### Listing

▼

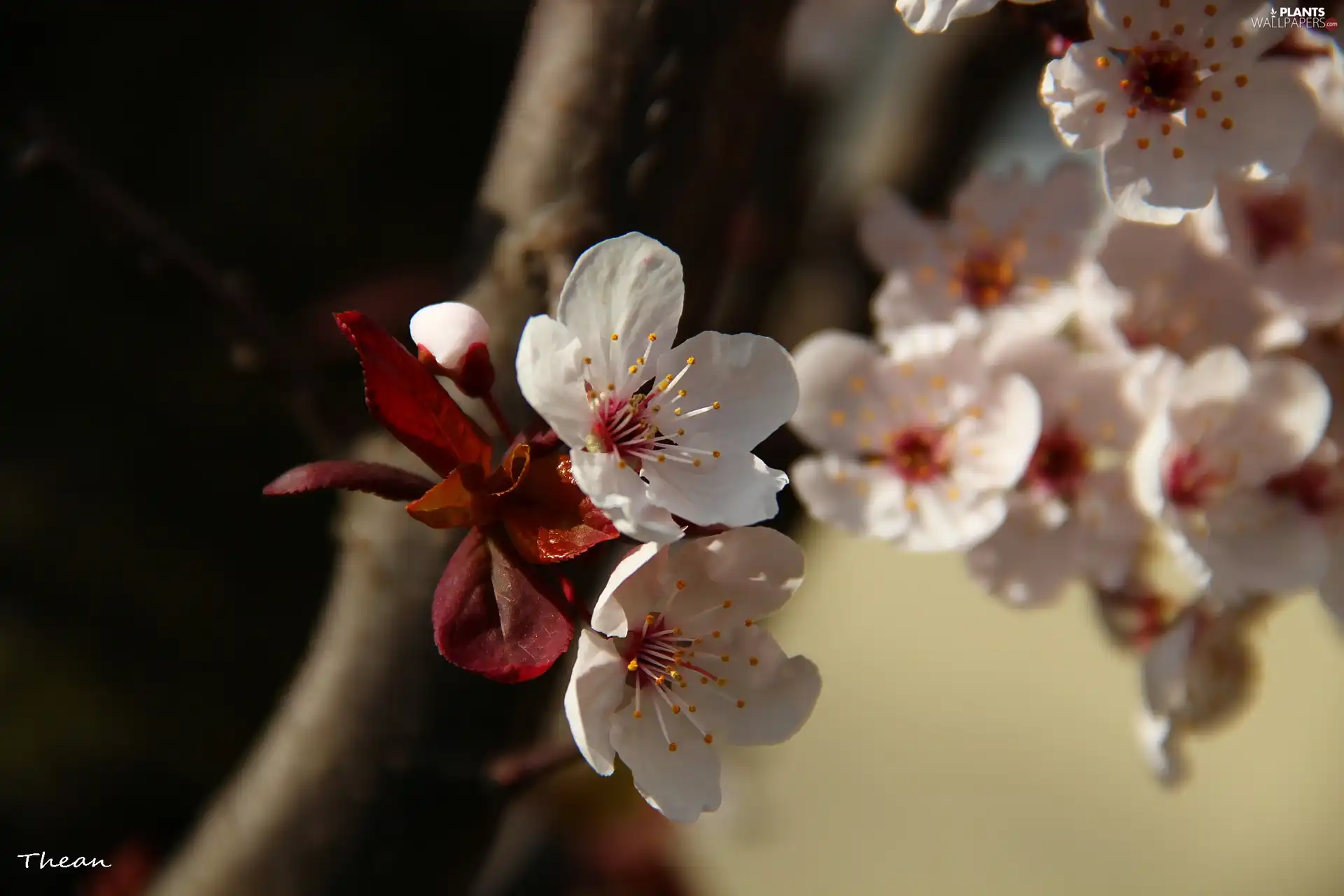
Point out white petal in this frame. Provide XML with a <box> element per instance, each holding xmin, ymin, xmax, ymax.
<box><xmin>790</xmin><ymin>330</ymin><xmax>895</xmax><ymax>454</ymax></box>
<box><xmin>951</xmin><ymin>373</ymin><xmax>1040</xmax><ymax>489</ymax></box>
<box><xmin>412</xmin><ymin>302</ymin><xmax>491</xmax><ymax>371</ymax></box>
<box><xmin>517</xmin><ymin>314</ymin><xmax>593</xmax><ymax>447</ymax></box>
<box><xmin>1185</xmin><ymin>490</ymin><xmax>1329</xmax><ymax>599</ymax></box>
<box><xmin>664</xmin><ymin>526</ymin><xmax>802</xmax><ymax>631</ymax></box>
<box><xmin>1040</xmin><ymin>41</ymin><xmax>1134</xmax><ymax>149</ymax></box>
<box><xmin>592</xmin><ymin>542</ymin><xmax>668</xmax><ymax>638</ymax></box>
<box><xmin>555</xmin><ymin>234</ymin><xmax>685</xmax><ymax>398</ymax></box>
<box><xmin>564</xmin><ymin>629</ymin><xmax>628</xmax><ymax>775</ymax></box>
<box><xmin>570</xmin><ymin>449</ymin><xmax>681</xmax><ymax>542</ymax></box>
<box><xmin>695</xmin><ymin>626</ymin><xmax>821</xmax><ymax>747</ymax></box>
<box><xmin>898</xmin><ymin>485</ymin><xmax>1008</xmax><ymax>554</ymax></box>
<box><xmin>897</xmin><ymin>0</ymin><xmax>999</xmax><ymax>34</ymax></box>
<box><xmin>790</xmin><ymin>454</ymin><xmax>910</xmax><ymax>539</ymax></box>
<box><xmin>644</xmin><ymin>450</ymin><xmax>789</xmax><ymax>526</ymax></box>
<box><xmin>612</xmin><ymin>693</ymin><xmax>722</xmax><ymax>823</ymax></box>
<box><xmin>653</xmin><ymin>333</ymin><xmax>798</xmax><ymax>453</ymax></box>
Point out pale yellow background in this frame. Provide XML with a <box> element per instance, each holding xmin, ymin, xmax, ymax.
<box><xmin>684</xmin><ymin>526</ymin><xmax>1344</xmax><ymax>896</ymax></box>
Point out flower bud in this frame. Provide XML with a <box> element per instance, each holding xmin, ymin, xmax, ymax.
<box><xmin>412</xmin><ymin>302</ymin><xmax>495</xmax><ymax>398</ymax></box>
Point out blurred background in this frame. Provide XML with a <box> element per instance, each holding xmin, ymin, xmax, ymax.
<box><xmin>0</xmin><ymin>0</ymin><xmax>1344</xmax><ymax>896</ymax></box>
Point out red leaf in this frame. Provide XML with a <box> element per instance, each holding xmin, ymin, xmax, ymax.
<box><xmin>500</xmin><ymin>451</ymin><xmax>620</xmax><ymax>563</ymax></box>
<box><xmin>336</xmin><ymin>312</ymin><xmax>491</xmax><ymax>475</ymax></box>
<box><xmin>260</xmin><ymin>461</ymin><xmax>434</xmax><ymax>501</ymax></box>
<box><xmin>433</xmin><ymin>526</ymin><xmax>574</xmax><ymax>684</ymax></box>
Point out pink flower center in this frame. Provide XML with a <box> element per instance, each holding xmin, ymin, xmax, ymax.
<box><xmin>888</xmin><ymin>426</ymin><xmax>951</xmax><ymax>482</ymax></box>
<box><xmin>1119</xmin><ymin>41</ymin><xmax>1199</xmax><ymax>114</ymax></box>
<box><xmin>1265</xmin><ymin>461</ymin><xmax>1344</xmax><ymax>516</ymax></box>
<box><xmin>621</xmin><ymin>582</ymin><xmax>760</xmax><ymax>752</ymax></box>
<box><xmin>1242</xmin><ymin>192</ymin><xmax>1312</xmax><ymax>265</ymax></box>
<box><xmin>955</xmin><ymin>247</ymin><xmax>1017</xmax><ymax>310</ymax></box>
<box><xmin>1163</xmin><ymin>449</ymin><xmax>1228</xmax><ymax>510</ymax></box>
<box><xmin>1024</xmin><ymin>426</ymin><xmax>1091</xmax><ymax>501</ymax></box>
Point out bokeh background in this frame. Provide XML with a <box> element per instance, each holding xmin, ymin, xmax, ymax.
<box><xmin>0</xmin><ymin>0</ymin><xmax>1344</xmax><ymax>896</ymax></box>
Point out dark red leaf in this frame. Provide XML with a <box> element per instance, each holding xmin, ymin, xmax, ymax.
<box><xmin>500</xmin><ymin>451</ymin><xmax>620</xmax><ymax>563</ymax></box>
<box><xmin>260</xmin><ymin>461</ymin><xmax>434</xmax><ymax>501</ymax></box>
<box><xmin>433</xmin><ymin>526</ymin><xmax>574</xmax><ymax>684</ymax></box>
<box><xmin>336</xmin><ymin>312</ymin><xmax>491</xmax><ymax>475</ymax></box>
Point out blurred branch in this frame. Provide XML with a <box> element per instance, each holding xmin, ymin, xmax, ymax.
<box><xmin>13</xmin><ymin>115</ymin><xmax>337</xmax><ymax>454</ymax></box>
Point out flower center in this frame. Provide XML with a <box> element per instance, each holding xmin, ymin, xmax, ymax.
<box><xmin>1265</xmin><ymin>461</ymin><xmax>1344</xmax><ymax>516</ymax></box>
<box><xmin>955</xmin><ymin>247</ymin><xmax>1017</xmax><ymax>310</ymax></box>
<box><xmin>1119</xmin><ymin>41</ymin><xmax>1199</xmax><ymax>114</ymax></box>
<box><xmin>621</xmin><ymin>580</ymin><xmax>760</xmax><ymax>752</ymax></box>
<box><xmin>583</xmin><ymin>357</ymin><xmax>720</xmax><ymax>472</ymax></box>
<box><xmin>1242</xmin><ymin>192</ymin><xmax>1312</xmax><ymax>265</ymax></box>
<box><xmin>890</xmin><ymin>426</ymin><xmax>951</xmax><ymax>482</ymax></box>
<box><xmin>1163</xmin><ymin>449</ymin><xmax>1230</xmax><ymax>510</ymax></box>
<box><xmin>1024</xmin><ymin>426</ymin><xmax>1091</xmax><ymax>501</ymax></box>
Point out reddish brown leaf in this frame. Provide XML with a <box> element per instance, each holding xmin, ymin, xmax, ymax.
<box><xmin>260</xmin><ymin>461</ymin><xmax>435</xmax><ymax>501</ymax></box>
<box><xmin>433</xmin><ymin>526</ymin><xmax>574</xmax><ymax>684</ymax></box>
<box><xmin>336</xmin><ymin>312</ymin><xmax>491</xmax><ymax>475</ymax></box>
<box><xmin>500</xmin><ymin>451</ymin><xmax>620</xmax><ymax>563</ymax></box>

▲

### Instruction
Reproduce all of the data exactly, omitting each picture it holds.

### Problem solution
Point out white petal in this frame. Provide XML with a <box> element per instance, each holding xmin, ymin, xmax, ymax.
<box><xmin>790</xmin><ymin>330</ymin><xmax>895</xmax><ymax>454</ymax></box>
<box><xmin>951</xmin><ymin>373</ymin><xmax>1040</xmax><ymax>489</ymax></box>
<box><xmin>412</xmin><ymin>302</ymin><xmax>491</xmax><ymax>371</ymax></box>
<box><xmin>517</xmin><ymin>314</ymin><xmax>593</xmax><ymax>447</ymax></box>
<box><xmin>1185</xmin><ymin>490</ymin><xmax>1329</xmax><ymax>599</ymax></box>
<box><xmin>664</xmin><ymin>526</ymin><xmax>802</xmax><ymax>631</ymax></box>
<box><xmin>1040</xmin><ymin>41</ymin><xmax>1134</xmax><ymax>149</ymax></box>
<box><xmin>592</xmin><ymin>542</ymin><xmax>668</xmax><ymax>638</ymax></box>
<box><xmin>555</xmin><ymin>234</ymin><xmax>685</xmax><ymax>398</ymax></box>
<box><xmin>564</xmin><ymin>629</ymin><xmax>628</xmax><ymax>775</ymax></box>
<box><xmin>570</xmin><ymin>449</ymin><xmax>681</xmax><ymax>542</ymax></box>
<box><xmin>695</xmin><ymin>626</ymin><xmax>821</xmax><ymax>747</ymax></box>
<box><xmin>898</xmin><ymin>485</ymin><xmax>1008</xmax><ymax>554</ymax></box>
<box><xmin>897</xmin><ymin>0</ymin><xmax>999</xmax><ymax>34</ymax></box>
<box><xmin>790</xmin><ymin>454</ymin><xmax>910</xmax><ymax>539</ymax></box>
<box><xmin>644</xmin><ymin>450</ymin><xmax>789</xmax><ymax>526</ymax></box>
<box><xmin>612</xmin><ymin>693</ymin><xmax>722</xmax><ymax>823</ymax></box>
<box><xmin>653</xmin><ymin>333</ymin><xmax>798</xmax><ymax>453</ymax></box>
Point out pale yellow background in this frame. Provide XML with a <box> element per instance, each holding xmin, ymin, xmax, ymax.
<box><xmin>684</xmin><ymin>526</ymin><xmax>1344</xmax><ymax>896</ymax></box>
Point out flower bud in this frame. Provide XML with a <box> element per instance, each holding xmin, ymin, xmax, ymax.
<box><xmin>412</xmin><ymin>302</ymin><xmax>495</xmax><ymax>398</ymax></box>
Point out blurred background in this frame. Provide XML with a <box> element per instance, each holding xmin, ymin, xmax, ymax.
<box><xmin>0</xmin><ymin>0</ymin><xmax>1344</xmax><ymax>896</ymax></box>
Point out red leaf in this frame. Provide XML with a <box> element per instance, each holding xmin, ymin, xmax, ymax.
<box><xmin>500</xmin><ymin>451</ymin><xmax>620</xmax><ymax>563</ymax></box>
<box><xmin>336</xmin><ymin>312</ymin><xmax>491</xmax><ymax>475</ymax></box>
<box><xmin>260</xmin><ymin>461</ymin><xmax>434</xmax><ymax>501</ymax></box>
<box><xmin>433</xmin><ymin>526</ymin><xmax>574</xmax><ymax>684</ymax></box>
Point out pink flower center in this frame. Provide XML with a <box> element per instance, each holding xmin, ymin, xmax, ymax.
<box><xmin>888</xmin><ymin>426</ymin><xmax>951</xmax><ymax>482</ymax></box>
<box><xmin>1119</xmin><ymin>41</ymin><xmax>1199</xmax><ymax>114</ymax></box>
<box><xmin>1265</xmin><ymin>461</ymin><xmax>1344</xmax><ymax>516</ymax></box>
<box><xmin>621</xmin><ymin>582</ymin><xmax>760</xmax><ymax>752</ymax></box>
<box><xmin>1242</xmin><ymin>192</ymin><xmax>1312</xmax><ymax>265</ymax></box>
<box><xmin>955</xmin><ymin>247</ymin><xmax>1017</xmax><ymax>310</ymax></box>
<box><xmin>1163</xmin><ymin>449</ymin><xmax>1228</xmax><ymax>510</ymax></box>
<box><xmin>1024</xmin><ymin>426</ymin><xmax>1091</xmax><ymax>501</ymax></box>
Point out bokeh background in this frame. Provide XML with a <box> element per instance, each holding xmin, ymin, xmax, ymax.
<box><xmin>0</xmin><ymin>0</ymin><xmax>1344</xmax><ymax>896</ymax></box>
Point out dark red leaf in this frame. Provide XML with a <box> element per instance, each holding xmin, ymin, xmax, ymax.
<box><xmin>500</xmin><ymin>451</ymin><xmax>620</xmax><ymax>563</ymax></box>
<box><xmin>260</xmin><ymin>461</ymin><xmax>434</xmax><ymax>501</ymax></box>
<box><xmin>433</xmin><ymin>526</ymin><xmax>574</xmax><ymax>684</ymax></box>
<box><xmin>336</xmin><ymin>312</ymin><xmax>491</xmax><ymax>475</ymax></box>
Point out blurred branch in this frame. Provide XML with a <box> element per instance, each holding xmin, ymin, xmax, ymax.
<box><xmin>13</xmin><ymin>115</ymin><xmax>337</xmax><ymax>454</ymax></box>
Point out flower center in this frame. Provide XML with a <box> element per instance, each holding xmin, ymin, xmax, ymax.
<box><xmin>1265</xmin><ymin>461</ymin><xmax>1344</xmax><ymax>516</ymax></box>
<box><xmin>955</xmin><ymin>247</ymin><xmax>1017</xmax><ymax>310</ymax></box>
<box><xmin>1119</xmin><ymin>41</ymin><xmax>1199</xmax><ymax>114</ymax></box>
<box><xmin>621</xmin><ymin>580</ymin><xmax>760</xmax><ymax>752</ymax></box>
<box><xmin>583</xmin><ymin>357</ymin><xmax>720</xmax><ymax>472</ymax></box>
<box><xmin>1242</xmin><ymin>192</ymin><xmax>1312</xmax><ymax>265</ymax></box>
<box><xmin>890</xmin><ymin>426</ymin><xmax>951</xmax><ymax>482</ymax></box>
<box><xmin>1163</xmin><ymin>449</ymin><xmax>1230</xmax><ymax>510</ymax></box>
<box><xmin>1024</xmin><ymin>426</ymin><xmax>1091</xmax><ymax>501</ymax></box>
Point out reddish brown leaf in this frame. Provide XML with a <box> element per instance, each holding xmin, ymin, xmax, ymax.
<box><xmin>260</xmin><ymin>461</ymin><xmax>435</xmax><ymax>501</ymax></box>
<box><xmin>433</xmin><ymin>526</ymin><xmax>574</xmax><ymax>684</ymax></box>
<box><xmin>336</xmin><ymin>312</ymin><xmax>491</xmax><ymax>475</ymax></box>
<box><xmin>500</xmin><ymin>451</ymin><xmax>620</xmax><ymax>563</ymax></box>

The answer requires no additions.